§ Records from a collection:
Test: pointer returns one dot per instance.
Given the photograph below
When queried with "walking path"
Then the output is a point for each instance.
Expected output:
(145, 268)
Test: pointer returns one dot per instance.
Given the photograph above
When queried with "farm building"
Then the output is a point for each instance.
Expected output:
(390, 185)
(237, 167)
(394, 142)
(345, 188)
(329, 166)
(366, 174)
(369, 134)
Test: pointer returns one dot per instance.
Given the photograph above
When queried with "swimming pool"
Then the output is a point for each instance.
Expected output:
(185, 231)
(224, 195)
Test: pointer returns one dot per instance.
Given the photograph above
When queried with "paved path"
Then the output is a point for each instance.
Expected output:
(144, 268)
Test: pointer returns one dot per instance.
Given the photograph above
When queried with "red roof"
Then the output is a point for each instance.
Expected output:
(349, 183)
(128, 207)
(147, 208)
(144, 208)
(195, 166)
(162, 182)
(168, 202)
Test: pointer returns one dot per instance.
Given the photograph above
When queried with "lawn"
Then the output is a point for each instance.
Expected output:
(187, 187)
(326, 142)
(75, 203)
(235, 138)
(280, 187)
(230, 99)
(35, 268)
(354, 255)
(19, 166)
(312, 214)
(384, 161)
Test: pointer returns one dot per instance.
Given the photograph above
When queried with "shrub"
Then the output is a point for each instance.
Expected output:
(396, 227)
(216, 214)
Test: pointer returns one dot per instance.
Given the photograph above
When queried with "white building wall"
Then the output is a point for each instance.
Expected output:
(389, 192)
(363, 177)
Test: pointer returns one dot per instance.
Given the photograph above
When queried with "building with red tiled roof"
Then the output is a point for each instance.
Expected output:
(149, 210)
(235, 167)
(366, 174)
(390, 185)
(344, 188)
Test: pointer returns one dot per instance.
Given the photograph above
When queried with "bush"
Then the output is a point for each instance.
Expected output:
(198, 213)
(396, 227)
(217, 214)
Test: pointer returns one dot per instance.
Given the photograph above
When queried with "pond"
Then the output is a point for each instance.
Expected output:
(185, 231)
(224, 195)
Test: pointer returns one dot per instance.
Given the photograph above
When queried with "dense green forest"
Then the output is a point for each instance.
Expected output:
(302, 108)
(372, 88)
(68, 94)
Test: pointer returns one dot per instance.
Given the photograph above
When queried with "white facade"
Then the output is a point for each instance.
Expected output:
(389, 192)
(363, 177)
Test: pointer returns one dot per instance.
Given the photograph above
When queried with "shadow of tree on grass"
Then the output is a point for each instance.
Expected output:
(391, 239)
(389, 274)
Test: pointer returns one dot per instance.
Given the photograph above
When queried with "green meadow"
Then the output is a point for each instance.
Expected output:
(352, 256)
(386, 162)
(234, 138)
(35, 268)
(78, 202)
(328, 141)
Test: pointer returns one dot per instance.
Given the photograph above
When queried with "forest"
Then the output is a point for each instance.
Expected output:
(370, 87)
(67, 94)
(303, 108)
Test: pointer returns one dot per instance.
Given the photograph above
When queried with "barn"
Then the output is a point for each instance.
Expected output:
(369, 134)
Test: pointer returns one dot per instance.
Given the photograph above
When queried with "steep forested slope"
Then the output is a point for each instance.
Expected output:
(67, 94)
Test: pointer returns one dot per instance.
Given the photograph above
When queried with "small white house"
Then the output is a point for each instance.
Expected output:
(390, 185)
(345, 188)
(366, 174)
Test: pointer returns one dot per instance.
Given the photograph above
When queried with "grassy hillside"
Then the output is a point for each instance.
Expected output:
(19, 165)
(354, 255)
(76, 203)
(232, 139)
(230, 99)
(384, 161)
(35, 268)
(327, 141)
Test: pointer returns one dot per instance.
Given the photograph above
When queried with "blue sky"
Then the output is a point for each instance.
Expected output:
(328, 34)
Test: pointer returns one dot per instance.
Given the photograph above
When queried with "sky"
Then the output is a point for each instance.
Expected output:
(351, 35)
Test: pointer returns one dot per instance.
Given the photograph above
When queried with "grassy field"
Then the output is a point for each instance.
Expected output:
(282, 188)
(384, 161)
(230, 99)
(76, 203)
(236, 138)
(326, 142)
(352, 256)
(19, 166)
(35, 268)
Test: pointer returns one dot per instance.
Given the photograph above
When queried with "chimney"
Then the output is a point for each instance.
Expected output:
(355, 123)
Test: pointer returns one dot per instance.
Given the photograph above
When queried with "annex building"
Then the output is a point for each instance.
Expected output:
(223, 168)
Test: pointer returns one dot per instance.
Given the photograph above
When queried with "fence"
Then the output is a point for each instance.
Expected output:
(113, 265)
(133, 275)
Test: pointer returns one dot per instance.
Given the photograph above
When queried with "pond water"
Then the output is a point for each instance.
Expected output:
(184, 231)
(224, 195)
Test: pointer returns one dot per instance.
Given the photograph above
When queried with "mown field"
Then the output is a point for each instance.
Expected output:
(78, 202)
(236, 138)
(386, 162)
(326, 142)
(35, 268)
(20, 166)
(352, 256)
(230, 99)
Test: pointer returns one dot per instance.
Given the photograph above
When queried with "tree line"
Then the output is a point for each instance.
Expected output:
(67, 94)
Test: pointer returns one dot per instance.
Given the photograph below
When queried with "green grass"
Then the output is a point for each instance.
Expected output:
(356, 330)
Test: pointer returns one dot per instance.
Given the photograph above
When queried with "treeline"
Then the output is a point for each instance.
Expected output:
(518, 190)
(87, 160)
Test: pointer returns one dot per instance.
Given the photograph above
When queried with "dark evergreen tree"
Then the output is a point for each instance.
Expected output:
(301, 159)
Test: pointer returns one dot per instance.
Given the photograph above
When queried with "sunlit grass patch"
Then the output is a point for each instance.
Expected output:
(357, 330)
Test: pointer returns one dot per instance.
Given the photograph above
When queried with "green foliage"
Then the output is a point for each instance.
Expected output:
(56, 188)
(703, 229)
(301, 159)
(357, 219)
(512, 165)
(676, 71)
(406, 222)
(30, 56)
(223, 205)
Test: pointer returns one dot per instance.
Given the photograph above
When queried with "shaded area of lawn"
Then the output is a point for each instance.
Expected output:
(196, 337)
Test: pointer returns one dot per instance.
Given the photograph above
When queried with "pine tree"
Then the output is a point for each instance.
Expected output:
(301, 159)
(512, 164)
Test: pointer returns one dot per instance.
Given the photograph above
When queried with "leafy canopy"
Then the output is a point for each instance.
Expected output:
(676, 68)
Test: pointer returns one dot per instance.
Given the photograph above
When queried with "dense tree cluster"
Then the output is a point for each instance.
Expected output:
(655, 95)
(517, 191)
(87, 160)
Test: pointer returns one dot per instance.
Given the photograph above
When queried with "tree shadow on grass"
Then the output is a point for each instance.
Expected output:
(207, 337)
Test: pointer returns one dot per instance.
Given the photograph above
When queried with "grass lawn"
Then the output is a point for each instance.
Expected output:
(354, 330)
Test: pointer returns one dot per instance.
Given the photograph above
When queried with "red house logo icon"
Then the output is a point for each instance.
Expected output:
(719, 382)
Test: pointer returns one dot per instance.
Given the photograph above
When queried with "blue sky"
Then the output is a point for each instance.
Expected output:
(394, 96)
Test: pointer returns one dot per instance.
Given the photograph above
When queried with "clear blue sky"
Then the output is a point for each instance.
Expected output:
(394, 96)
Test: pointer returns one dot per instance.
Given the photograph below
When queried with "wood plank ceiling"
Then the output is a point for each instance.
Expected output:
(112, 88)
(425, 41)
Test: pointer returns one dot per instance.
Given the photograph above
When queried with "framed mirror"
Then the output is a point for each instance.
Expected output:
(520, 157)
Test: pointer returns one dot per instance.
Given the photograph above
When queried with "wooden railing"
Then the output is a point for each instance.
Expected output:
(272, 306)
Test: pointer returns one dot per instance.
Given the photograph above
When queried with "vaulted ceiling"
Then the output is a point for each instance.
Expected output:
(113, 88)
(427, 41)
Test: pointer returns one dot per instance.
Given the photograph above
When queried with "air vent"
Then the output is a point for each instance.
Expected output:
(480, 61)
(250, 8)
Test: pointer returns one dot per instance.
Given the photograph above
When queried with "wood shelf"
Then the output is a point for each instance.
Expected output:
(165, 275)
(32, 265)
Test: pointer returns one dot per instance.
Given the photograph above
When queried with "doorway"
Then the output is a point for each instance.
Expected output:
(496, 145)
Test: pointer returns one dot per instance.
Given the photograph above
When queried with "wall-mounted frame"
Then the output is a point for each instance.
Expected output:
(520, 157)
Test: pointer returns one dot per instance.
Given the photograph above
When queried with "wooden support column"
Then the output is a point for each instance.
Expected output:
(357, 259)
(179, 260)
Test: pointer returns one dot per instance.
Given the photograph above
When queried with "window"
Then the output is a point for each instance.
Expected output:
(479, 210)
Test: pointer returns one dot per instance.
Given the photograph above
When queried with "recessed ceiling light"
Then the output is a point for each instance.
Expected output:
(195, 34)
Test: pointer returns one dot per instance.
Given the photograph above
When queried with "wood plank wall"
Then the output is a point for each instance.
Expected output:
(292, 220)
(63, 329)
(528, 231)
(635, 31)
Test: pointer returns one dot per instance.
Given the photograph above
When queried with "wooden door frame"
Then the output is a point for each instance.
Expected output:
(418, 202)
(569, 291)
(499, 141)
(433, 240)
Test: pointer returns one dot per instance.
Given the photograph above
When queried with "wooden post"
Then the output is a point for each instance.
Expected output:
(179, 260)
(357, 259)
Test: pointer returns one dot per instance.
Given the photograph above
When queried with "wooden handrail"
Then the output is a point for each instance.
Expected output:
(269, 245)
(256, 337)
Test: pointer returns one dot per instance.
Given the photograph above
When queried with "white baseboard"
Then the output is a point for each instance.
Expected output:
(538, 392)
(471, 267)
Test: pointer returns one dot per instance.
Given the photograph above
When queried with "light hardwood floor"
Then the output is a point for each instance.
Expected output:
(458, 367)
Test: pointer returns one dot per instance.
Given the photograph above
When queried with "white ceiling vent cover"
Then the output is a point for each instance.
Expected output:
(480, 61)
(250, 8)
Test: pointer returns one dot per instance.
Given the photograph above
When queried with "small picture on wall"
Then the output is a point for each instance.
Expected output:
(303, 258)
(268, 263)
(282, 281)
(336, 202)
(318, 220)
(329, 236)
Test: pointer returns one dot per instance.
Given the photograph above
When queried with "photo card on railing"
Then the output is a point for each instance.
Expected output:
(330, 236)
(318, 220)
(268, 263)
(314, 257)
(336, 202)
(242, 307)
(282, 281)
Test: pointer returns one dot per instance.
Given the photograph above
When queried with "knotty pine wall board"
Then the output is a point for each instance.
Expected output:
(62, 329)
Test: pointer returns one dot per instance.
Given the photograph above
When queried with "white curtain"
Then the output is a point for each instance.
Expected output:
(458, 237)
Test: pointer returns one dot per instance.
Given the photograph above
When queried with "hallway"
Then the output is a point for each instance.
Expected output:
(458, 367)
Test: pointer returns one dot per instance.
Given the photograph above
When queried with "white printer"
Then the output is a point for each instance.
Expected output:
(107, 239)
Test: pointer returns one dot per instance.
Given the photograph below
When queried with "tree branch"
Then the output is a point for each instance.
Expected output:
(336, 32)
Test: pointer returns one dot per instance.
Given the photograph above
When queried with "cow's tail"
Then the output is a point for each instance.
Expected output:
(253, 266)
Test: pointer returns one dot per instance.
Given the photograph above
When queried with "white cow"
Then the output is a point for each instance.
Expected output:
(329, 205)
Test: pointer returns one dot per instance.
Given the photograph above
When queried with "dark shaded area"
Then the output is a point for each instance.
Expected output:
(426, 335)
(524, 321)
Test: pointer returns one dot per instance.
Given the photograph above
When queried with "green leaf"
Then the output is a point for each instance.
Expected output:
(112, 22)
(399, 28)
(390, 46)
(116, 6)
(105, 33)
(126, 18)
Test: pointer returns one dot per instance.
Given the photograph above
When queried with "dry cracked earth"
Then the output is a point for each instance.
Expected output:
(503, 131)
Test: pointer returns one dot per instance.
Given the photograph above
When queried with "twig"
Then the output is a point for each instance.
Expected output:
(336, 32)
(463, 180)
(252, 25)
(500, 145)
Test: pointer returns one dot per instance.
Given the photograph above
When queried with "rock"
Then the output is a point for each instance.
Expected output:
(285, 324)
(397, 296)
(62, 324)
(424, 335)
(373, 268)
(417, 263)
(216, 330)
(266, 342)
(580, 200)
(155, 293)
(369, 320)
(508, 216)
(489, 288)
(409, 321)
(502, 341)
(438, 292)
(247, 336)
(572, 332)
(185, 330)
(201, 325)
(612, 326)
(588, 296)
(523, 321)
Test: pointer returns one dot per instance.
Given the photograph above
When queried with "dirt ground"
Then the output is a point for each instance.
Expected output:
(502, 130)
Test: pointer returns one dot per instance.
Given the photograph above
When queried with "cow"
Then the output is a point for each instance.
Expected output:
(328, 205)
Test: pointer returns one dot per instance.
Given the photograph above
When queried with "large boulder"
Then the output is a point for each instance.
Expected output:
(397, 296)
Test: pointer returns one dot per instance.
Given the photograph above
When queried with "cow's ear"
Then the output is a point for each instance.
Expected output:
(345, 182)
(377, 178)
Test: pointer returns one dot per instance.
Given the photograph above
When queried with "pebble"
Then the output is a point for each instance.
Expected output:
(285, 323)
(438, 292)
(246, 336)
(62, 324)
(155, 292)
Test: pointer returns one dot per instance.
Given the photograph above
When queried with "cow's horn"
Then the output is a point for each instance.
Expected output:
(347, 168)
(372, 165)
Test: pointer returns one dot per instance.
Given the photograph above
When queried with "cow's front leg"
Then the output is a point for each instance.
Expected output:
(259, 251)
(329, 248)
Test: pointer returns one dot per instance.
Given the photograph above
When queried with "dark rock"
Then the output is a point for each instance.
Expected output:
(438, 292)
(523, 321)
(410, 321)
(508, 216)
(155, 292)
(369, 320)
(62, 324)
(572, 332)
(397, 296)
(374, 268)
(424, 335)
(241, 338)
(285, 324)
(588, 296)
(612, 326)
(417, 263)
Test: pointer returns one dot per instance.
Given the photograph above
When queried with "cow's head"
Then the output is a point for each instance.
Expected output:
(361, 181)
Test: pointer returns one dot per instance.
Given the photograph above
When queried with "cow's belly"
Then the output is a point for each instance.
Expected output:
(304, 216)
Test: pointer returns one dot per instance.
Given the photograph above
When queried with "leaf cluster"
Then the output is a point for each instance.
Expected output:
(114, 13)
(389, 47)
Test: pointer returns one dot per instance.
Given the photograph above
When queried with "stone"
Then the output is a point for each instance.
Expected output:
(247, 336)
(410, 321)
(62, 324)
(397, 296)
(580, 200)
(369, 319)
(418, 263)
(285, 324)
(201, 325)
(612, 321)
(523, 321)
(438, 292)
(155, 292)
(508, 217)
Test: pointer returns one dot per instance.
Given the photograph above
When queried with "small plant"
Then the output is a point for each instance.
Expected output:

§ Instructions to follow: In the data above, how many lines contain the string "dark"? Answer with the number only.

§ Solution for this exercise: 3